- Task to complete -
Could you copy the family court judgment word for word, starting with "The child X, born" and going on through "to 4:00 pm."?

- Extracted text -
★ ★ ★ ★

FAULKNER & DANNEL
[2018] FamCA 824
•21 September 2018
FAMILY COURT OF AUSTRALIA
| FAULKNER & DANNEL | [2018] FamCA 824 |
| FAMILY LAW – CHILDREN – Interim proceedings – Supervision – With whom a child spends time – Best interests of the child – Where the father seeks to increase the amount of supervised time the child spends with him and change the supervisor – Where interim orders made by the Federal Circuit Court provided for the child to spend time with the child for one hour each week at a contact centre – Where the contact centre ceased compliance with the orders in August 2018 and the child currently spends two hours fortnightly with the father – Where the mother seeks new orders implementing the current arrangements at the contact centre – Where the mother asserts the child is at risk of being subjected or exposed to sexual abuse by the father – Where no evidence establishes the risk – Where the child enjoys a meaningful relationship with the father and is liable to derive benefit from the relationship – Where the Independent Children’s Lawyer supports the father’s application for increased supervised time – Where the Court is satisfied the child could benefit from gradually spending more supervised time with the father – Where the Court is satisfied the paternal grandmother will be a satisfactory and diligent supervisor – Where the Court orders it is in the child’s best interest to spend time with the father in a graduating arrangement under the supervision of the paternal grandmother. FAMILY LAW – CHILDREN – Parental responsibility – Where allegations of sexual abuse and past family violence are not tested in interim proceedings and no findings made – Where no determination of parental responsibility – Where matter is already listed for trial. |
| Family Law Act 1975 (Cth) ss 60B, 60CA, 60CC, 61C, 61DA, 64B, 65AA, 65D, 65DAA |
| Banks & Banks (2015) FLC 93-637 Goode & Goode (2006) FLC 93-286 Marriage of B & B (1993) FLC 92-357 |
| APPLICANT: | Mr Faulkner |
| RESPONDENT: | Ms Dannel |
| INDEPENDENT CHILDREN’S LAWYER: | Legal Aid NSW, Newcastle |
| FILE NUMBER: | NCC | 2317 | of | 2017 |
| DATE DELIVERED: | 21 September 2018 |
| PLACE DELIVERED: | Newcastle |
| PLACE HEARD: | Newcastle |
| JUDGMENT OF: | Austin J |
| HEARING DATE: | 21 September 2018 |
REPRESENTATION
| COUNSEL FOR THE APPLICANT: | Not Applicable |
| SOLICITOR FOR THE APPLICANT: | Harris Kelly & Associates Lawyers |
| COUNSEL FOR THE RESPONDENT: | Not Applicable |
| SOLICITOR FOR THE RESPONDENT: | Burke & Mead Lawyers |
| COUNSEL FOR THE INDEPENDENT CHILDREN’S LAWYER: | Not Applicable |
| SOLICITOR FOR THE INDEPENDENT CHILDREN’S LAWYER: | Legal Aid NSW, Newcastle |
Orders
Orders 1 and 2 made on 21 September 2017 are discharged.
The child X, born … 2017, shall live with the mother.
The parties shall take all reasonable steps to ensure the child spends time with the father as follows:
a.Up to and including Wednesday 31 October 2018, each Saturday, Monday and Wednesday from 10:00 am to 12:00 noon;
b.Up to and including Wednesday 12 December 2018, each Saturday, Monday and Wednesday from 10:00 am to 2:00pm; and
c.Thereafter, each Saturday and Wednesday from 10:00 am to 4:00 pm.

★ ★ ★ ★

- Records supplied -

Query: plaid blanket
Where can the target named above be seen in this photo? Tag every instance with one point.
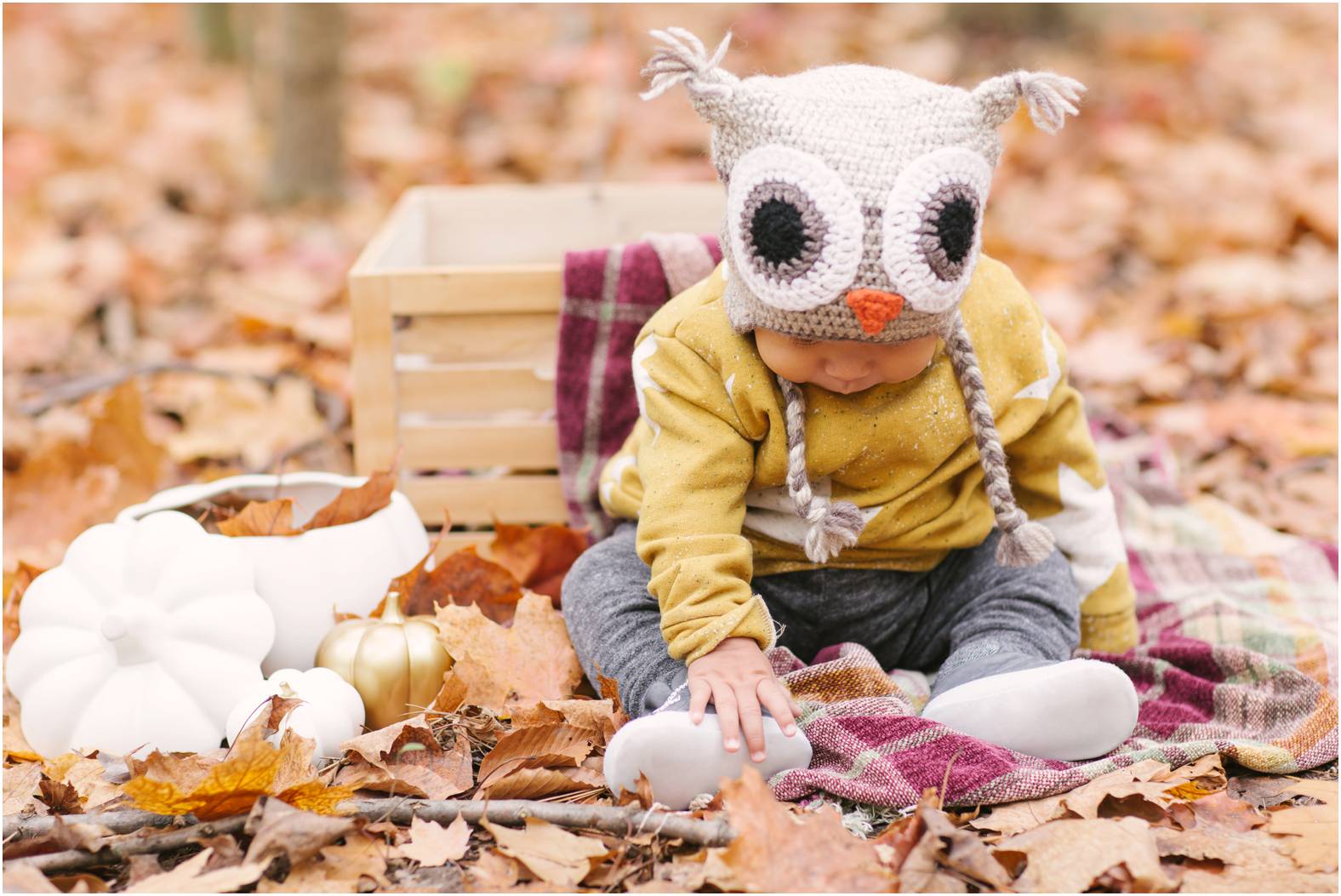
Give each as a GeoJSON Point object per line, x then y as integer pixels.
{"type": "Point", "coordinates": [1236, 656]}
{"type": "Point", "coordinates": [1238, 621]}
{"type": "Point", "coordinates": [608, 295]}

★ ★ ★ ★

- Full answer -
The child X, born … 2017, shall live with the mother.
The parties shall take all reasonable steps to ensure the child spends time with the father as follows:
a.Up to and including Wednesday 31 October 2018, each Saturday, Monday and Wednesday from 10:00 am to 12:00 noon;
b.Up to and including Wednesday 12 December 2018, each Saturday, Monday and Wednesday from 10:00 am to 2:00pm; and
c.Thereafter, each Saturday and Wednesday from 10:00 am to 4:00 pm.